Raw data =
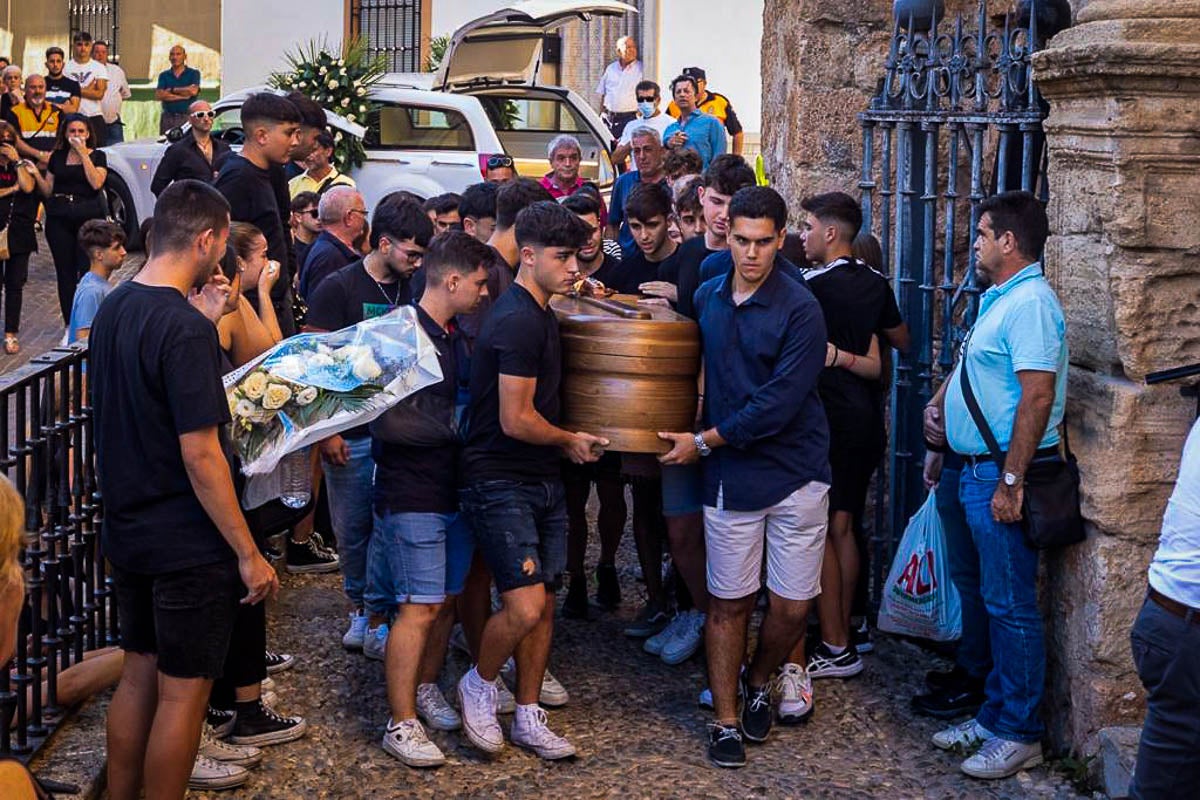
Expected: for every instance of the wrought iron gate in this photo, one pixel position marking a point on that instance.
(957, 112)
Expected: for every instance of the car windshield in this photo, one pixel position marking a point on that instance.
(527, 125)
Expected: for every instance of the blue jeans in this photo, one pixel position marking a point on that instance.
(975, 648)
(420, 558)
(1167, 653)
(349, 509)
(1008, 569)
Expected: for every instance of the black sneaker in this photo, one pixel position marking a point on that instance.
(756, 711)
(259, 725)
(607, 587)
(279, 662)
(725, 747)
(648, 621)
(576, 603)
(221, 720)
(310, 557)
(949, 702)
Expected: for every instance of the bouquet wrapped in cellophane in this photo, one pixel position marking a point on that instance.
(313, 385)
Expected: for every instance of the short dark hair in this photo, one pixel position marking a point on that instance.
(100, 233)
(268, 108)
(1021, 214)
(399, 218)
(546, 223)
(311, 114)
(648, 85)
(729, 173)
(837, 208)
(648, 200)
(443, 203)
(454, 252)
(304, 199)
(683, 161)
(581, 203)
(759, 203)
(478, 200)
(514, 197)
(679, 79)
(183, 211)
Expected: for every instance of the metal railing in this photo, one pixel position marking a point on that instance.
(957, 112)
(69, 611)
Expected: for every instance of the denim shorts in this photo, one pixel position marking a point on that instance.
(184, 618)
(521, 530)
(420, 558)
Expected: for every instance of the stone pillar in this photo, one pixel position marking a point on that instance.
(1123, 136)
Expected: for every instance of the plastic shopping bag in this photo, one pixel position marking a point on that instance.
(919, 599)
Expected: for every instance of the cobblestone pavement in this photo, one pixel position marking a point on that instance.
(634, 720)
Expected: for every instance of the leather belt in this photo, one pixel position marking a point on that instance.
(1174, 607)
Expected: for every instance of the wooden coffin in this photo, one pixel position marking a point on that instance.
(629, 371)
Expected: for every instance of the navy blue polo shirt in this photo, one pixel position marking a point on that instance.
(762, 361)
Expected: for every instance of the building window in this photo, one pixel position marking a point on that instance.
(99, 18)
(390, 28)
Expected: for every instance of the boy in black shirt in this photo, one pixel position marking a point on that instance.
(513, 494)
(180, 551)
(364, 289)
(271, 124)
(420, 541)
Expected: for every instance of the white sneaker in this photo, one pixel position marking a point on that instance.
(220, 751)
(407, 741)
(529, 731)
(375, 645)
(1001, 758)
(477, 698)
(795, 695)
(433, 709)
(208, 774)
(965, 734)
(655, 643)
(355, 635)
(688, 638)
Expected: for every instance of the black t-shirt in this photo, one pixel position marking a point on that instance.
(425, 480)
(348, 296)
(251, 194)
(155, 374)
(688, 259)
(857, 302)
(519, 338)
(71, 179)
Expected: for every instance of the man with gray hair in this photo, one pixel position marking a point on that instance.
(565, 155)
(343, 218)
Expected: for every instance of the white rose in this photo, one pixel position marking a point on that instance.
(366, 368)
(276, 396)
(253, 385)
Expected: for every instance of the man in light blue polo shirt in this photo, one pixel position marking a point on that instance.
(695, 128)
(1017, 360)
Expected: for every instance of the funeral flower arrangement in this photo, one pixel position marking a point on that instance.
(313, 385)
(339, 83)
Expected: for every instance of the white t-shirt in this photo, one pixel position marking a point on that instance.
(85, 73)
(1175, 570)
(660, 122)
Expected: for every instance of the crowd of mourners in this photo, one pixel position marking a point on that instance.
(467, 536)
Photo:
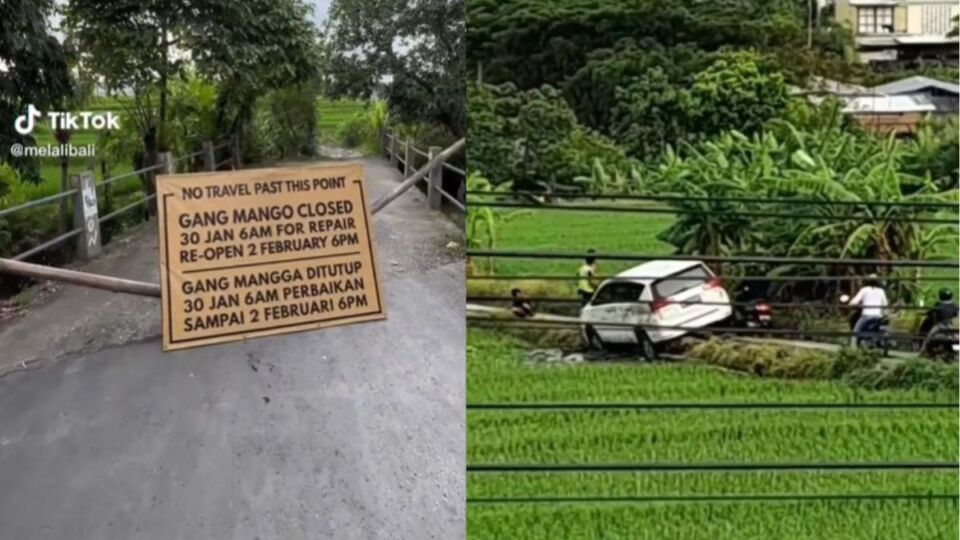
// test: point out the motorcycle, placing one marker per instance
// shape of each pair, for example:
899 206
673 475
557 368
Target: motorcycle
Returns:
751 309
874 334
940 340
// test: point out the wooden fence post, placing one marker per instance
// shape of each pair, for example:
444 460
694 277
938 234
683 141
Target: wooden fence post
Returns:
209 157
64 218
407 155
393 150
85 215
435 181
165 160
237 155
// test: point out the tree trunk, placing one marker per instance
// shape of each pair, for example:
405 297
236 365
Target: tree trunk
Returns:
162 121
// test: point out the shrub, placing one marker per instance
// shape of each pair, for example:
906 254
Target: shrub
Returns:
782 361
284 124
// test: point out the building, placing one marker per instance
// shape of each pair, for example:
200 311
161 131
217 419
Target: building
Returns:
898 107
901 115
944 96
901 31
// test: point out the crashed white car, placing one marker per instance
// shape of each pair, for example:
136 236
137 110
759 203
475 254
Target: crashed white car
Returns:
683 294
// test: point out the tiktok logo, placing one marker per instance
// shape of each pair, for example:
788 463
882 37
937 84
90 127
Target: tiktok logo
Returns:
25 122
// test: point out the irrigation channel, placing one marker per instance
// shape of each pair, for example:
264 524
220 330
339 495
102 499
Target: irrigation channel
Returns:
804 292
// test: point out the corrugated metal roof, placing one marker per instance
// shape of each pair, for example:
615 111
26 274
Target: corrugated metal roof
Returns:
906 103
916 84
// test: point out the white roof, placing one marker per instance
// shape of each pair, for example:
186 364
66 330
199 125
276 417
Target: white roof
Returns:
655 270
905 103
916 84
925 39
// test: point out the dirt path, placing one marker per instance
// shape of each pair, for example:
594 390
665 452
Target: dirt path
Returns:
354 432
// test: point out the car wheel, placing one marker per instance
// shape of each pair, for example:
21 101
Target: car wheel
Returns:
593 339
647 348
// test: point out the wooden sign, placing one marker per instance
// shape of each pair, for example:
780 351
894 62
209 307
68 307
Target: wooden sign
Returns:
264 251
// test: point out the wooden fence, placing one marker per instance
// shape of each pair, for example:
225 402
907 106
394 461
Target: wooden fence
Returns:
403 155
86 229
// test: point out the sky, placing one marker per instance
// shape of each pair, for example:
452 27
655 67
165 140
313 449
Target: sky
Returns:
320 8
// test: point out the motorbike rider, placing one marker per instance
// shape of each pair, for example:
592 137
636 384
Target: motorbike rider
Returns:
872 300
940 317
586 278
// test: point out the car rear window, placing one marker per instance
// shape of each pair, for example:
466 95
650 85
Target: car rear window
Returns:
618 292
682 281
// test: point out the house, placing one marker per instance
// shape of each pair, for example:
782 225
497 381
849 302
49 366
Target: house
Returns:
944 96
901 31
889 114
896 107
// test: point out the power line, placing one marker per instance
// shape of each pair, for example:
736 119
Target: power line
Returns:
656 406
714 498
702 212
711 199
777 305
704 467
755 259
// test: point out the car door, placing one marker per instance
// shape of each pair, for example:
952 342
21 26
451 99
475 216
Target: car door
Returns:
685 298
617 302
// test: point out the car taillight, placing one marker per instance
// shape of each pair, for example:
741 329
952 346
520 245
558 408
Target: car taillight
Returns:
659 304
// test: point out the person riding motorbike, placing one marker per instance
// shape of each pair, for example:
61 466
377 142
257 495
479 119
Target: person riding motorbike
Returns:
939 318
872 300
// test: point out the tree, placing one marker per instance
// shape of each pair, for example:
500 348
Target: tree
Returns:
736 92
535 42
413 53
141 45
532 138
33 70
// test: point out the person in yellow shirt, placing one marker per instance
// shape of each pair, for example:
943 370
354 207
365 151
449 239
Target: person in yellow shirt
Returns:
587 282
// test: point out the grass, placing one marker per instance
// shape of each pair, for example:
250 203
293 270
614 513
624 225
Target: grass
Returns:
331 114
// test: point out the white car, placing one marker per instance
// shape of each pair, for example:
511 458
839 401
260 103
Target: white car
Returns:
658 293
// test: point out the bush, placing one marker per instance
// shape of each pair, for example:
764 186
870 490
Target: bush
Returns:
356 132
284 124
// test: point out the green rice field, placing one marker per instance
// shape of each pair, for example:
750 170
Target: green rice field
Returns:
524 505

Aim =
Put every line of the records above into a numbered list, skipping any blank lines and leaving out the pictures.

Worked answer =
1. Expected: for every instance of the wrought iron gate in this photo, one pixel position marking a point on that instance.
2. (957, 112)
3. Expected: for every instance of the car windshield in this photo, one pixel position marking a point on that instance.
4. (527, 125)
5. Expected: for every instance of the blue jeans in this photo, one pixel position marking a point on that instance.
6. (975, 648)
7. (420, 558)
8. (1167, 653)
9. (349, 509)
10. (1008, 569)
11. Expected: for every instance of the black sneaker in this photo, one pixel position marking a point on that instance.
12. (756, 711)
13. (259, 725)
14. (607, 587)
15. (279, 662)
16. (725, 747)
17. (648, 621)
18. (576, 603)
19. (221, 720)
20. (310, 557)
21. (949, 702)
22. Expected: for every instance of the bouquet wrapped in cellophane in this photo, one pixel position marking a point on that instance.
23. (313, 385)
24. Expected: for every instance of the short dark hair in this photo, one pixel position marking a point on that instance.
25. (100, 233)
26. (268, 108)
27. (1021, 214)
28. (399, 218)
29. (546, 223)
30. (311, 114)
31. (648, 85)
32. (729, 173)
33. (837, 208)
34. (648, 200)
35. (443, 203)
36. (454, 252)
37. (304, 199)
38. (683, 161)
39. (581, 203)
40. (759, 203)
41. (478, 200)
42. (514, 197)
43. (679, 79)
44. (183, 211)
45. Expected: for every instance of the metal railing in this photo, one pixel position marking a point on that instance.
46. (957, 112)
47. (69, 611)
48. Expected: for every instance of the denim shorts in this photo, one pixel position marking a point on that instance.
49. (184, 618)
50. (521, 530)
51. (420, 558)
52. Expected: for every instance of the stone pillar in this photo, one pixel position marking a point on that instance.
53. (1123, 136)
54. Expected: for every instance of the plastic shopping bag in this photo, one pixel position marking a point on that instance.
55. (919, 599)
56. Expected: for every instance of the cobblestone pavement in this photo, one pixel position marking a point on that instance.
57. (634, 720)
58. Expected: for every instance of the leather belt in this photo, one pixel position marking a point on that instance.
59. (1174, 607)
60. Expected: for every instance of the wooden coffin in this photo, one pixel position marking a point on that instance.
61. (629, 371)
62. Expected: for every instance of the navy blue polo shirt in this photo, one pixel position marking a point on that instance.
63. (762, 361)
64. Expected: for every instance of the building window in this photo, one pixel position marking a point on that instance.
65. (99, 18)
66. (390, 28)
67. Expected: for every instance of the boy in black shirt in this photo, one pixel position marking a point on that instance.
68. (513, 494)
69. (180, 551)
70. (364, 289)
71. (271, 124)
72. (420, 541)
73. Expected: for every instance of the white sneaker in this photo, one pixel position marking a point on that instance.
74. (220, 751)
75. (407, 741)
76. (529, 731)
77. (375, 645)
78. (1001, 758)
79. (477, 698)
80. (795, 695)
81. (433, 709)
82. (208, 774)
83. (965, 734)
84. (655, 643)
85. (355, 635)
86. (688, 638)
87. Expected: for every instance of the black t-shirt in this photo, one pixel position marking a point on that instance.
88. (425, 480)
89. (348, 296)
90. (251, 194)
91. (155, 374)
92. (688, 259)
93. (857, 302)
94. (519, 338)
95. (71, 179)
96. Expected: for every instance of the man with gray hair in this photo, one pixel position marking a point on that instance.
97. (565, 155)
98. (343, 218)
99. Expected: for every instance of the white rose in this photo, one pixel position marking a point on that instance.
100. (366, 368)
101. (276, 396)
102. (253, 385)
103. Expected: for every instance of the man in light blue polo shirt in this photo, one pixel position marking a point on that instance.
104. (695, 128)
105. (1017, 360)
106. Expected: for every instance of the funeral flower arrangement in this photo, one pixel position marking a point on that instance.
107. (313, 385)
108. (339, 83)
109. Expected: for every instance of the white t-shirt in this photo, one pixel position marking a point on that instance.
110. (85, 73)
111. (1175, 570)
112. (660, 122)
113. Expected: for every instance of the crowd of mourners in this photo, one pixel position marking a point on that instance.
114. (467, 536)
115. Photo:
116. // test: point out the motorcycle, placing one marker per instance
117. // shape of each pair, for example:
118. 899 206
119. 673 475
120. 557 368
121. Target: motorcycle
122. Returns:
123. 751 309
124. 874 334
125. 940 340
126. // test: point out the wooden fence post, placing one marker per instance
127. // shape of each pair, for example:
128. 444 460
129. 694 277
130. 938 234
131. 683 141
132. Target: wooden fence post
133. Returns:
134. 209 157
135. 64 218
136. 407 155
137. 393 150
138. 85 215
139. 435 181
140. 165 160
141. 237 155
142. // test: point out the tree trunk, placing one marker per instance
143. // shape of each pair, for example:
144. 405 297
145. 236 365
146. Target: tree trunk
147. Returns:
148. 162 121
149. // test: point out the shrub, placing one marker per instance
150. // shape of each pair, for example:
151. 906 254
152. Target: shrub
153. Returns:
154. 782 361
155. 284 124
156. // test: point out the building, placing one marker per instance
157. // shape of each pair, for example:
158. 200 311
159. 161 131
160. 217 419
161. Target: building
162. Returns:
163. 898 107
164. 901 115
165. 944 96
166. 901 31
167. // test: point out the crashed white car, placing one marker per instance
168. // shape of each pair, for example:
169. 136 236
170. 137 110
171. 759 203
172. 475 254
173. Target: crashed white car
174. Returns:
175. 683 294
176. // test: point out the tiktok logo, placing one marker per instance
177. // shape of each pair, for example:
178. 788 463
179. 882 37
180. 937 84
181. 90 127
182. Target: tiktok logo
183. Returns:
184. 25 122
185. // test: point out the irrigation channel, placing one marker per instance
186. // shape of each pair, for example:
187. 264 524
188. 220 330
189. 339 495
190. 102 499
191. Target: irrigation channel
192. Returns:
193. 804 292
194. // test: point out the corrugated metal roof, placing one marker per instance
195. // shape of each pair, for example:
196. 615 111
197. 26 274
198. Target: corrugated metal roof
199. Returns:
200. 906 103
201. 916 84
202. // test: point out the white roof, placing one marker per instance
203. // shape of each pair, for example:
204. 186 364
205. 66 330
206. 199 125
207. 276 417
208. Target: white roof
209. Returns:
210. 655 270
211. 905 103
212. 916 84
213. 925 39
214. // test: point out the dirt path, placing one marker per instance
215. // shape of each pair, for example:
216. 594 390
217. 665 452
218. Target: dirt path
219. Returns:
220. 354 432
221. // test: point out the car wheel, placing one marker per instance
222. // shape of each pair, for example:
223. 21 101
224. Target: car wheel
225. Returns:
226. 593 339
227. 647 348
228. // test: point out the wooden sign, placing one marker per instance
229. // shape of each pair, for example:
230. 780 351
231. 894 62
232. 209 307
233. 68 307
234. Target: wooden sign
235. Returns:
236. 264 251
237. // test: point out the wooden fence, placing one marker per instance
238. // shape of each pair, for example:
239. 225 402
240. 907 106
241. 394 461
242. Target: wooden fence
243. Returns:
244. 403 155
245. 86 229
246. // test: point out the sky, placing one marker per instance
247. // shape of each pair, for example:
248. 452 27
249. 655 67
250. 165 140
251. 313 449
252. Target: sky
253. Returns:
254. 320 8
255. // test: point out the motorbike rider, placing one marker per instance
256. // shape of each pair, for example:
257. 592 137
258. 636 384
259. Target: motorbike rider
260. Returns:
261. 872 300
262. 940 317
263. 586 278
264. // test: point out the car rear window, placing one marker per instance
265. // shape of each pair, for example:
266. 466 95
267. 650 85
268. Target: car rear window
269. Returns:
270. 618 292
271. 682 281
272. // test: point out the house, placing one marker per instance
273. // shape of each pair, for example:
274. 782 225
275. 497 381
276. 849 302
277. 49 366
278. Target: house
279. Returns:
280. 944 96
281. 901 31
282. 889 114
283. 896 107
284. // test: point out the power line, placing one marker per instance
285. // shape of each pair, for example:
286. 736 119
287. Target: power line
288. Returns:
289. 656 406
290. 714 498
291. 702 212
292. 711 199
293. 777 305
294. 704 467
295. 755 259
296. // test: point out the car door, placing one marker per instance
297. // shape of each pair, for example:
298. 952 342
299. 21 26
300. 451 99
301. 475 216
302. Target: car door
303. Returns:
304. 685 298
305. 617 302
306. // test: point out the car taillight, placing one marker per instance
307. // shape of each pair, for example:
308. 741 329
309. 952 346
310. 520 245
311. 558 408
312. Target: car taillight
313. Returns:
314. 659 304
315. // test: point out the person riding motorbike, placing one marker per instance
316. // shape of each pair, for example:
317. 61 466
318. 377 142
319. 257 495
320. 479 119
321. Target: person riding motorbike
322. Returns:
323. 939 318
324. 872 300
325. // test: point out the tree, placing one marker per instance
326. // shape of each pair, for example:
327. 500 348
328. Target: tree
329. Returns:
330. 736 92
331. 535 42
332. 413 53
333. 141 45
334. 532 138
335. 33 70
336. // test: point out the person in yellow shirt, placing one marker per instance
337. // shape of each pair, for example:
338. 943 370
339. 354 207
340. 365 151
341. 449 239
342. Target: person in yellow shirt
343. Returns:
344. 587 282
345. // test: point out the grass, placing one marker per instance
346. // shape of each pair, for example:
347. 250 203
348. 293 270
349. 614 513
350. 624 225
351. Target: grass
352. Returns:
353. 331 114
354. // test: point out the white car, placing one marker per instance
355. // shape of each pair, for example:
356. 511 458
357. 839 401
358. 260 103
359. Target: white car
360. Returns:
361. 658 293
362. // test: point out the bush, placing one marker per instance
363. // shape of each pair, for example:
364. 764 186
365. 870 490
366. Target: bush
367. Returns:
368. 356 132
369. 284 124
370. // test: point out the green rice field, placing one marker per instance
371. // shape of each pair, for example:
372. 750 170
373. Target: green rice field
374. Returns:
375. 524 505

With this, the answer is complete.